▶ _WHAT THE EXERCISE ASKS_
Go through the records line by line from the top and repeat each one exactly, ending with the line that contains "positive clicks: (526, 135)".
☆ ☆ ☆ ☆ ☆ ☆ ☆
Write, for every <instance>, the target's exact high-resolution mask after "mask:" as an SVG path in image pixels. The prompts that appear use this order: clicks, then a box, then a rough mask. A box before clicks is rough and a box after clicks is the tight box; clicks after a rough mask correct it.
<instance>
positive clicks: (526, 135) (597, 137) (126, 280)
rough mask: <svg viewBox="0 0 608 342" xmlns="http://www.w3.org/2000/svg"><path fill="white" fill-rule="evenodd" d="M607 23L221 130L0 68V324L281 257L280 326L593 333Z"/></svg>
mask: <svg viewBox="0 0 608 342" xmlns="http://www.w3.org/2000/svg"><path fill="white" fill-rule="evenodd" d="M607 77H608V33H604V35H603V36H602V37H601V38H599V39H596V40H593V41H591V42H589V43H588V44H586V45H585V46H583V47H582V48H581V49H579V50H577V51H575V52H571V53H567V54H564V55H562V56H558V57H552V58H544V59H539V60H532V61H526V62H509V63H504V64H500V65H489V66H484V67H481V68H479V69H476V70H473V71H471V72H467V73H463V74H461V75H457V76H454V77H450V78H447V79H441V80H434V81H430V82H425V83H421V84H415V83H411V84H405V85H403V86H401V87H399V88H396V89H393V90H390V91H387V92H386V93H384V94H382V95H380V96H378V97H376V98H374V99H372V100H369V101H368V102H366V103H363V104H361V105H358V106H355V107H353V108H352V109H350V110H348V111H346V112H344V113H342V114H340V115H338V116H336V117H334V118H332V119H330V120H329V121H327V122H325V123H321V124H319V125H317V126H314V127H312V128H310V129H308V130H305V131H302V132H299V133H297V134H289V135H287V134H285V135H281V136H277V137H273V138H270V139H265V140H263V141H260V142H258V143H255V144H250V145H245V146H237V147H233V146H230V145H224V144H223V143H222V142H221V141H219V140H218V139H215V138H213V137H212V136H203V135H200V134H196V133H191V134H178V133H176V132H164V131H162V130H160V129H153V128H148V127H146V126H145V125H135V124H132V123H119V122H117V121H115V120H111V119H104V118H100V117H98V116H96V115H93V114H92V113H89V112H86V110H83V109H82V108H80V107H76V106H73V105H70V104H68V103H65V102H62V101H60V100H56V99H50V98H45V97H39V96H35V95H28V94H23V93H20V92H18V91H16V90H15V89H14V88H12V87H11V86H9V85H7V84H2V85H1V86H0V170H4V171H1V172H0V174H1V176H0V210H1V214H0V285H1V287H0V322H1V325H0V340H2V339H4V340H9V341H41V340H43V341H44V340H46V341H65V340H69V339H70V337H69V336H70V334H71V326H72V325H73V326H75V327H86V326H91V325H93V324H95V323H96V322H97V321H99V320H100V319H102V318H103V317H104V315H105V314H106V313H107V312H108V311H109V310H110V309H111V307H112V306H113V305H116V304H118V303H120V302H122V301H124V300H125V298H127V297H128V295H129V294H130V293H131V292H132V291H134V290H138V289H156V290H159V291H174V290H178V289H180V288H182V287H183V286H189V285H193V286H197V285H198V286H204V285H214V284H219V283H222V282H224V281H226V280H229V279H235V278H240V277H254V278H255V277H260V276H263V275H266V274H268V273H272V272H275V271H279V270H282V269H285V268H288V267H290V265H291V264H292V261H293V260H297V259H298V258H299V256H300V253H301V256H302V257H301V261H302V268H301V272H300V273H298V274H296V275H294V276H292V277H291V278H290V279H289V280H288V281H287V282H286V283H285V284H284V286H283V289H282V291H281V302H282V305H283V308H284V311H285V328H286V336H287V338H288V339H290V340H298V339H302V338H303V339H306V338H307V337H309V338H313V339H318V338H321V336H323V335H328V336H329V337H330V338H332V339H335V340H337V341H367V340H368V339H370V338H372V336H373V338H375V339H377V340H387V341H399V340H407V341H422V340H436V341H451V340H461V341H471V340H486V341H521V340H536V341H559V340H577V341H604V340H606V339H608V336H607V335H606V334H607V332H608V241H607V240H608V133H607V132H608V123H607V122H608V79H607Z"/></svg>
☆ ☆ ☆ ☆ ☆ ☆ ☆
▶ _EXPECTED ANSWER_
Write, for every <instance>, the target's exact high-resolution mask after "mask:" as an SVG path in image pixels. The prompts that appear use this order: clicks, then a box, then a rough mask. A box before clicks is rough and a box after clicks is the tight box; clicks after a rough mask correct it.
<instance>
positive clicks: (526, 135) (597, 137) (126, 280)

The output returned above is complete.